→ Document text:

Treatment for acne depends on how severe it is. It can take several months of treatment before acne symptoms improve.

If you have a few blackheads, whiteheads and spots, a pharmacist should be able to tell you on how to treat them.

They'll usually give you gels or creams (topical treatments) that contain benzoyl peroxide. Benzoyl peroxide helps reduce the amount of acne-causing bacteria.

Treatments from your GP

Talk to your GP if your acne is moderate or severe, or over-the-counter medicine hasn't worked. You will probably need prescription medication.

Prescription medications that can be used to treat acne include:

  • topical retinoids
  • topical antibiotics
  • azelaic acid
  • antibiotic tablets
  • in women, the combined oral contraceptive pill
  • isotretinoin tablets

If you have severe acne, your GP can refer you to an expert in treating skin conditions (dermatologist).

For example, if you have:

  • a large number of papules and pustules on your chest and back, as well as your face
  • painful nodules
  • scarring, or are at risk of scarring

A combination of antibiotic tablets and topical treatments is usually the treatment option for severe acne.

If this doesn't work, your GP may prescribe a medication called isotretinoin.

Hormonal therapies or the combined oral contraceptive pill can also be effective in women who have acne.

But the progestogen-only pill or contraceptive implant can sometimes make acne worse.

Many of these treatments can take 2 to 3 months before they start to work.

It's important to be patient and persist with a recommended treatment, even if there's no immediate effect.

Topical treatments

Benzoyl peroxide

Benzoyl peroxide works as an antiseptic to reduce the number of bacteria on the surface of the skin.

It also helps to reduce the number of whiteheads and blackheads. It has an anti-inflammatory effect.

Benzoyl peroxide is usually available as a cream or gel. It's used either once or twice a day.

It should be applied 20 minutes after washing to all the parts of your face affected by acne.

It should be used sparingly. Too much can irritate your skin. It also makes your face more sensitive to sunlight, so avoid too much sun and ultraviolet (UV) light, or wear sun cream.

→ What is needed:
Carry on the acne treatment text from its last sentence. The entries that come next are separate material and are not part of the acne treatment text.

→ Dataset:
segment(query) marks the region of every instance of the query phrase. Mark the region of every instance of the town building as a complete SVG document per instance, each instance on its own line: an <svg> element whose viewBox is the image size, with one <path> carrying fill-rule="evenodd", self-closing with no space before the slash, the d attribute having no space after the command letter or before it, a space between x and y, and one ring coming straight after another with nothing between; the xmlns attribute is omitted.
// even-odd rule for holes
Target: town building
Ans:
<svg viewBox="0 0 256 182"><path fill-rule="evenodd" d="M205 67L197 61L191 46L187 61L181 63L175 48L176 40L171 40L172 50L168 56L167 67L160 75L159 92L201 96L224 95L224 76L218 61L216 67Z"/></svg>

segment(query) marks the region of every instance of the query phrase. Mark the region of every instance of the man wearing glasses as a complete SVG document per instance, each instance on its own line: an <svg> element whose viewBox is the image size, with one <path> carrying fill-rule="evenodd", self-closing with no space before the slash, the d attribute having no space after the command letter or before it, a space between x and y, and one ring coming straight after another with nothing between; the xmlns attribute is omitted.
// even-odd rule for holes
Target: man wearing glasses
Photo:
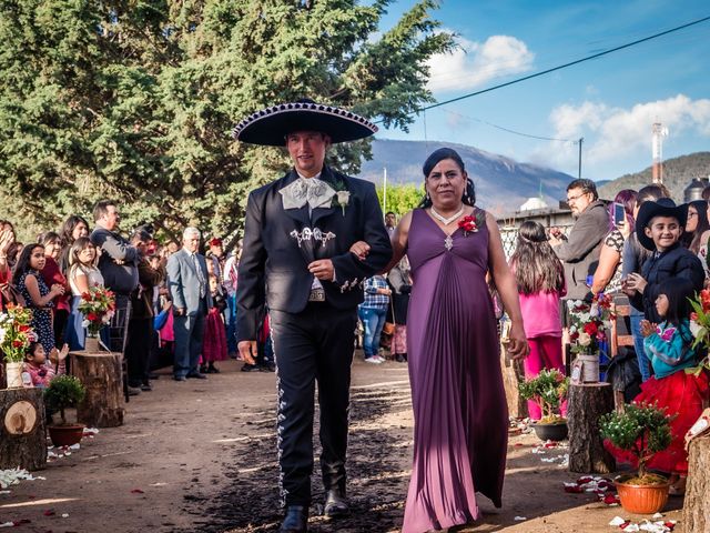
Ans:
<svg viewBox="0 0 710 533"><path fill-rule="evenodd" d="M567 298L581 300L589 294L587 278L594 275L599 251L609 232L609 215L591 180L567 185L567 203L576 220L567 237L559 228L550 230L550 244L565 264Z"/></svg>

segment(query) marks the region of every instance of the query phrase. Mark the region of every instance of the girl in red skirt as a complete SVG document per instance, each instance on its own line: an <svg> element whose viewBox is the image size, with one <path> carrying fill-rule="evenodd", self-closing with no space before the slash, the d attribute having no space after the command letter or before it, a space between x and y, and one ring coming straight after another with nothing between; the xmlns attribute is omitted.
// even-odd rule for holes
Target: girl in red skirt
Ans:
<svg viewBox="0 0 710 533"><path fill-rule="evenodd" d="M226 300L220 291L217 278L210 274L210 292L212 293L212 309L207 312L204 324L204 341L202 343L202 373L215 374L220 372L214 365L215 361L225 361L226 331L224 329L223 312L226 309Z"/></svg>
<svg viewBox="0 0 710 533"><path fill-rule="evenodd" d="M653 455L648 467L671 474L671 494L682 494L688 475L688 452L683 438L702 413L708 401L708 375L704 371L686 372L698 365L690 332L689 298L694 294L692 283L684 278L670 278L658 289L656 311L663 319L660 324L641 321L641 334L646 355L651 361L653 376L641 385L636 403L657 404L666 408L671 421L670 446ZM612 453L621 460L629 455L618 450ZM633 464L632 461L629 461Z"/></svg>

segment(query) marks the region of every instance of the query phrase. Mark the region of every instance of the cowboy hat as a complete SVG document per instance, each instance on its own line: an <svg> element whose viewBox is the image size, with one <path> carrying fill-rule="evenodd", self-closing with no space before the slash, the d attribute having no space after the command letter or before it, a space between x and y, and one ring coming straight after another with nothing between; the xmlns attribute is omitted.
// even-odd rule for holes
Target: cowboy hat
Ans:
<svg viewBox="0 0 710 533"><path fill-rule="evenodd" d="M636 237L647 250L656 250L653 239L646 234L646 228L656 217L671 217L678 220L681 228L688 220L688 204L676 205L670 198L660 198L657 202L643 202L636 218Z"/></svg>
<svg viewBox="0 0 710 533"><path fill-rule="evenodd" d="M251 144L283 147L286 135L294 131L320 131L336 143L369 137L377 127L352 111L303 99L252 113L236 124L232 134Z"/></svg>

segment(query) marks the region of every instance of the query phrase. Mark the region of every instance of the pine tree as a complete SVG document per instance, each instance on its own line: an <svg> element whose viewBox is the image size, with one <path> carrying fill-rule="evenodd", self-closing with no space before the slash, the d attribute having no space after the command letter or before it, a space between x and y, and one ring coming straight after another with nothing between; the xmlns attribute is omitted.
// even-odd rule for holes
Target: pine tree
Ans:
<svg viewBox="0 0 710 533"><path fill-rule="evenodd" d="M3 215L48 229L108 197L124 229L235 235L247 191L288 164L233 141L240 119L307 95L406 130L432 101L426 61L452 36L433 0L377 33L389 1L1 2ZM331 162L368 155L365 140Z"/></svg>

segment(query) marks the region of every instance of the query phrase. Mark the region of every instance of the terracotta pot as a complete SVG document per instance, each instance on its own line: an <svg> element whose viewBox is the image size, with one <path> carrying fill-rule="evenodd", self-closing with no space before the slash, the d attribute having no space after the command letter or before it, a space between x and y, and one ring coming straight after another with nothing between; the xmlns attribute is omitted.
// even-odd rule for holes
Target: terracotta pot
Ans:
<svg viewBox="0 0 710 533"><path fill-rule="evenodd" d="M22 363L4 363L8 389L22 388Z"/></svg>
<svg viewBox="0 0 710 533"><path fill-rule="evenodd" d="M101 349L99 348L99 338L87 335L87 338L84 339L84 352L95 353L100 351Z"/></svg>
<svg viewBox="0 0 710 533"><path fill-rule="evenodd" d="M71 446L81 442L81 438L84 434L83 424L67 424L67 425L48 425L49 438L52 440L52 444L59 446Z"/></svg>
<svg viewBox="0 0 710 533"><path fill-rule="evenodd" d="M556 422L554 424L532 424L535 434L540 441L564 441L567 439L567 421Z"/></svg>
<svg viewBox="0 0 710 533"><path fill-rule="evenodd" d="M633 514L656 514L660 513L668 502L669 482L652 485L632 485L625 483L625 476L617 477L613 482L617 485L621 506Z"/></svg>

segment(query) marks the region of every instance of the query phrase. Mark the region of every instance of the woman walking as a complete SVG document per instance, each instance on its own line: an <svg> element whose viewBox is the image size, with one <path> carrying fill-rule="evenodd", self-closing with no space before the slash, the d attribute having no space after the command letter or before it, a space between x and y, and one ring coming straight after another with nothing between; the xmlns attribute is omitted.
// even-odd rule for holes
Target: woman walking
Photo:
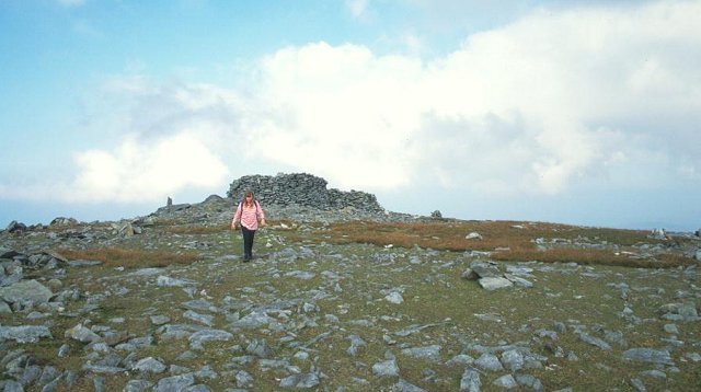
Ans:
<svg viewBox="0 0 701 392"><path fill-rule="evenodd" d="M261 204L253 196L253 192L243 193L243 200L239 203L237 212L231 221L231 229L237 229L241 223L241 234L243 235L243 262L250 262L253 258L253 238L258 229L258 220L261 227L265 223L265 212L261 208Z"/></svg>

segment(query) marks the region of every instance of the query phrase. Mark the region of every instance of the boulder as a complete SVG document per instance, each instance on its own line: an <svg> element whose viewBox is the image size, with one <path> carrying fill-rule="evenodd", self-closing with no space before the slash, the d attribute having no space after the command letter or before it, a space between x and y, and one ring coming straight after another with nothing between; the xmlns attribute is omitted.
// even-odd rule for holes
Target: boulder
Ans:
<svg viewBox="0 0 701 392"><path fill-rule="evenodd" d="M0 287L0 300L8 303L46 303L53 296L51 290L34 279L18 281L8 287Z"/></svg>

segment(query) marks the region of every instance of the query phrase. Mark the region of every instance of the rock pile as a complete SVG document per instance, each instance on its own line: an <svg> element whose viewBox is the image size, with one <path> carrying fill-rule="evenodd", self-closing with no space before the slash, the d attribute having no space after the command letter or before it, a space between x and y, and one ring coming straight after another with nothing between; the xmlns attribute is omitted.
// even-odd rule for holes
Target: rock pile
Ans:
<svg viewBox="0 0 701 392"><path fill-rule="evenodd" d="M240 199L245 191L253 191L256 198L267 205L297 205L322 210L352 207L370 212L384 211L372 194L327 189L326 184L324 178L306 173L246 175L231 183L227 196Z"/></svg>

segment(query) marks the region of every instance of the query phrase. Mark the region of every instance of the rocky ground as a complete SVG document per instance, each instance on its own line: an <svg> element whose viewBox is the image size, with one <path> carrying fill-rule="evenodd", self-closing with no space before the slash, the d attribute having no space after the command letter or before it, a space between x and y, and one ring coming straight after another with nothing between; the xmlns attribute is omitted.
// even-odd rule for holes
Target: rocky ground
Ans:
<svg viewBox="0 0 701 392"><path fill-rule="evenodd" d="M214 198L130 221L61 220L2 232L0 388L693 391L701 384L696 265L493 263L489 252L299 241L290 233L304 238L335 220L425 218L274 206L275 224L258 232L254 261L242 263L240 234L226 230L231 204ZM195 253L197 261L125 267L61 255L95 247Z"/></svg>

→ Exercise answer:
Benzoyl peroxide can have a bleaching effect. You should avoid getting it on your hair or clothes.

Common side effects of benzoyl peroxide include:

  • dry and tense skin
  • a burning, itching or stinging sensation
  • some redness and peeling of the skin

Side effects are usually mild and should pass once the treatment has finished.

Most people need a 6 week course of treatment to clear most or all of their acne.

You may be advised to continue some treatment to prevent acne returning.

Topical retinoids

Topical retinoids work by removing dead skin cells from the surface of the skin (exfoliating). This helps to prevent them building up within hair follicles.

Tretinoin and adapalene are topical retinoids used to treat acne. They're available in a gel or cream and are usually applied once a day before you go to bed.

Apply to all the parts of your face affected by acne 20 minutes after washing your face.

It's important to apply topical retinoids sparingly. Avoid excessive exposure to sunlight and UV.

Topical retinoids aren't suitable for use during pregnancy. There's a risk they might cause birth defects.

Common side effects of topical retinoids are mild irritation and stinging of the skin.

A 6 week course is usually needed. But you may be advised to continue using the medication less frequently after this.

Topical antibiotics

Topical antibiotics help kill the bacteria on the skin that can infect plugged hair follicles. They're available as a lotion or gel that's applied once or twice a day.

A 6 to 8 week course is usually recommended. After this, treatment is usually stopped. This is because there's a risk that the bacteria on your face could become resistant to the antibiotics.

This could make your acne worse and cause more infections.

Side effects are uncommon, but can include:

  • minor irritation of the skin
  • redness and burning of the skin
  • peeling of the skin

Azelaic acid

Azelaic acid is often used as an alternative treatment for acne. It's used if the side effects of benzoyl peroxide or topical retinoids are particularly irritating or painful.

Azelaic acid works by getting rid of dead skin and killing bacteria. It's available as a cream or gel. It's usually applied twice a day (or once a day if your skin is particularly sensitive).

The medication doesn't make your skin sensitive to sunlight. So you don't have to avoid exposure to the sun.

You'll usually need to use azelaic acid for a month before your acne improves.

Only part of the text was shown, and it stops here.